_Work required_:
An accurate, complete copy of the records below is required.

*** Begin section ***

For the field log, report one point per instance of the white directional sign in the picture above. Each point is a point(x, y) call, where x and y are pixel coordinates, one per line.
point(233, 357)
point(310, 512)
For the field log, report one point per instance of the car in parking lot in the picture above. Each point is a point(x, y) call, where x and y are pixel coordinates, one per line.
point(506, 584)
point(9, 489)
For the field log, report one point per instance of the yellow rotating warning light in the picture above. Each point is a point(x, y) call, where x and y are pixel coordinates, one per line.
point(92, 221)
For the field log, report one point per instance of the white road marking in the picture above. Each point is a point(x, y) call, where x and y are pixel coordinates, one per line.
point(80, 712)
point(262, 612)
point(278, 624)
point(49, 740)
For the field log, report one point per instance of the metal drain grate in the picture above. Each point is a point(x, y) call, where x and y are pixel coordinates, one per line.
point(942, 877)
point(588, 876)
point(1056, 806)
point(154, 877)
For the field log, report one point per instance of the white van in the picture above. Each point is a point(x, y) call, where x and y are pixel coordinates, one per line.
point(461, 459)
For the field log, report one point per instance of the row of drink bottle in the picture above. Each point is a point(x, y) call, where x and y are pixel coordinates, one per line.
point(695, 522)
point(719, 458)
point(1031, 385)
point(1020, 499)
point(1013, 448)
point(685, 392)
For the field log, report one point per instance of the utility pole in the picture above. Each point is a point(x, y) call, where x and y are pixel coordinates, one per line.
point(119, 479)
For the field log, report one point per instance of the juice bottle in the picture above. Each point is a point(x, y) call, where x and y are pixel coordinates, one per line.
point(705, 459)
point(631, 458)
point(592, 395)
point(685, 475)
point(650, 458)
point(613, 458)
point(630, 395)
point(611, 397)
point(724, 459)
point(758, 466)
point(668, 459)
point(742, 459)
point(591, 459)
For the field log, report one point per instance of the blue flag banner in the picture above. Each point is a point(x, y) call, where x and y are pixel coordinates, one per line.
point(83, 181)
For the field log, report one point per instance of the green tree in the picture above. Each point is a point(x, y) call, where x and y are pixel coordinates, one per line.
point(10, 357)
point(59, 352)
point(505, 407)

*** End section ***

_Response to this task_:
For the field log, report one point per instance of the white directional sign in the picture above. Each point is a point(x, y) call, where x and y are pixel coordinates, one per line.
point(233, 357)
point(310, 512)
For the field log, report one point per instance of the car in parking lot in the picture above. Each point is a point(x, y) call, where x and y are pixel coordinates, one per line.
point(506, 584)
point(9, 489)
For the field log, report one point per instance of the yellow rotating warning light in the picture above. Each point is a point(x, y) call, where x and y are pixel coordinates, one per line.
point(92, 221)
For the field log, report one point per instance of the white road marking in the picture above. Each point is a point(x, y) call, where x and y are pixel coordinates, one per line.
point(80, 712)
point(262, 612)
point(278, 624)
point(49, 740)
For the field log, report one point per instance of the metal drain grate in the picture above. Each point is a point(x, y) call, where x and y are pixel coordinates, one per line.
point(942, 877)
point(588, 876)
point(1056, 806)
point(154, 877)
For the field log, report one point per instance of the white van in the picture above. Each point is a point(x, y) call, where x and y are pixel coordinates, one per line.
point(461, 459)
For the field log, report one point per instance of the row of drink bottle in the picture above. Each point is a point(x, y) call, where x and y are pixel coordinates, one per line.
point(695, 522)
point(719, 458)
point(1031, 385)
point(1020, 499)
point(1013, 448)
point(685, 392)
For the field log, report one point per instance of the utility pole in the picture above. Each point is a point(x, y) call, where x and y are pixel coordinates, one per line.
point(119, 479)
For the field log, report one point per instance of the juice bottle in the picture above. Each point is a point(x, y) call, where x and y are pixel coordinates, one per line.
point(705, 459)
point(631, 458)
point(592, 395)
point(685, 475)
point(650, 458)
point(613, 458)
point(630, 395)
point(611, 397)
point(724, 459)
point(758, 466)
point(668, 459)
point(742, 459)
point(591, 459)
For the field log, report one point per instance of the blue flag banner in the picture above. Each point is a point(x, y) call, where x and y are pixel coordinates, one per line.
point(83, 181)
For the field log, report one point per instance of the green tree in the picture above. Each point is a point(x, y) call, where x and y are pixel coordinates, one per line.
point(10, 357)
point(59, 352)
point(505, 407)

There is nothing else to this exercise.